▸ Your task
Rescale the lines from the one with "obj: sparrow => bbox" through the last line, both included, and reproduce them with their requests. Multiply every box coordinate in the answers by 0.85 and round to whole numbers, with halves rounded up, giving only those lines.

(begin)

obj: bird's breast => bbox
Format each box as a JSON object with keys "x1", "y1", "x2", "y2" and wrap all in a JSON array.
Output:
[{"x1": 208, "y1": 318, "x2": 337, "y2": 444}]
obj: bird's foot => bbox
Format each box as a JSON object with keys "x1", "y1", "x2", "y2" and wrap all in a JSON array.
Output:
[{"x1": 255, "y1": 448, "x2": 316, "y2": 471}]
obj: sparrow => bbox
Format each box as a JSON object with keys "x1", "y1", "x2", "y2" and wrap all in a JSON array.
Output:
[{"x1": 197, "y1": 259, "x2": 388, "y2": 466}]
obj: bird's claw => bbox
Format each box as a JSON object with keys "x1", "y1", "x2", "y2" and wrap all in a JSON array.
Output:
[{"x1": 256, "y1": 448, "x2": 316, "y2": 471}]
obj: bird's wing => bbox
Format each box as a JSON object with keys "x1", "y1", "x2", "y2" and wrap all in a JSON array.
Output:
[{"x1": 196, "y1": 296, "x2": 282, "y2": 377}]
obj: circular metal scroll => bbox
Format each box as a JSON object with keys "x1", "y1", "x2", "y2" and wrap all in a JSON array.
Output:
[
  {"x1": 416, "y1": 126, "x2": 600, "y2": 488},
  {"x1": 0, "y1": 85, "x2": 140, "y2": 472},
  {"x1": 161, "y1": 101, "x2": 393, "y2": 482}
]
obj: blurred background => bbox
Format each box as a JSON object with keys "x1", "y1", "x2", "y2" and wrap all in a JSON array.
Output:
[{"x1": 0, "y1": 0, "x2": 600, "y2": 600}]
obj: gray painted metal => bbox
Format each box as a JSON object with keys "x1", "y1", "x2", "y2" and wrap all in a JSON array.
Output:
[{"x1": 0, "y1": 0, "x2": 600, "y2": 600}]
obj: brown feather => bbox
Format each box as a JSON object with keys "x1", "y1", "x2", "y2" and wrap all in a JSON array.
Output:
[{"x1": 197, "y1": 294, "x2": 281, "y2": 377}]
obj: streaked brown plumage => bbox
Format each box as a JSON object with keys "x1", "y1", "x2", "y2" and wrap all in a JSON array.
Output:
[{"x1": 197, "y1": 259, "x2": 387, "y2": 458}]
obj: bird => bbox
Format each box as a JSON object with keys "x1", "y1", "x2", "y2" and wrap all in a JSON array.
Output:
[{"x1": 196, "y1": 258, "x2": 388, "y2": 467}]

(end)

▸ Output of the exercise
obj: sparrow => bbox
Format each box as a JSON object with keys "x1", "y1", "x2", "y2" and wrap all in a JSON array.
Output:
[{"x1": 167, "y1": 220, "x2": 330, "y2": 396}]
obj: bird's claw => bbox
Format each box as a JSON object with keys "x1", "y1", "x2", "y2" and wrap all in a JSON array.
Output:
[{"x1": 218, "y1": 381, "x2": 269, "y2": 400}]
obj: bird's wing => bbox
Format each box as a JSON object with keys "x1", "y1", "x2", "y2" and wrap all in a JSON array.
Output:
[{"x1": 167, "y1": 252, "x2": 240, "y2": 320}]
obj: circular metal scroll => bbox
Format each box as a JSON object with keys "x1", "y1", "x2", "y2" and wrap all in a JSON array.
Output:
[
  {"x1": 354, "y1": 107, "x2": 510, "y2": 415},
  {"x1": 0, "y1": 72, "x2": 119, "y2": 401},
  {"x1": 137, "y1": 86, "x2": 334, "y2": 410}
]
obj: blurred background => bbox
Format each box as a JSON object with keys "x1", "y1", "x2", "y2" and wrap all in a JSON array.
Output:
[{"x1": 0, "y1": 0, "x2": 510, "y2": 510}]
obj: gray painted metal => bbox
Format each box as a JSON object with keys "x1", "y1", "x2", "y2" and wrap all in a JSON array.
Output:
[{"x1": 0, "y1": 0, "x2": 510, "y2": 510}]
obj: brown feather => bbox
Format each box as a JSON object with keys "x1", "y1", "x2", "y2" and wrap all in a JSON array.
Output:
[{"x1": 167, "y1": 250, "x2": 239, "y2": 320}]
obj: streaked brown plumage => bbox
Format each box as a JSON object with keys "x1", "y1", "x2", "y2" and wrap all in a JSON array.
Output:
[{"x1": 167, "y1": 220, "x2": 329, "y2": 389}]
obj: bird => bbox
Format each box as a JSON object with keys "x1", "y1", "x2", "y2" and wrap all in a JSON array.
Output:
[{"x1": 167, "y1": 219, "x2": 330, "y2": 397}]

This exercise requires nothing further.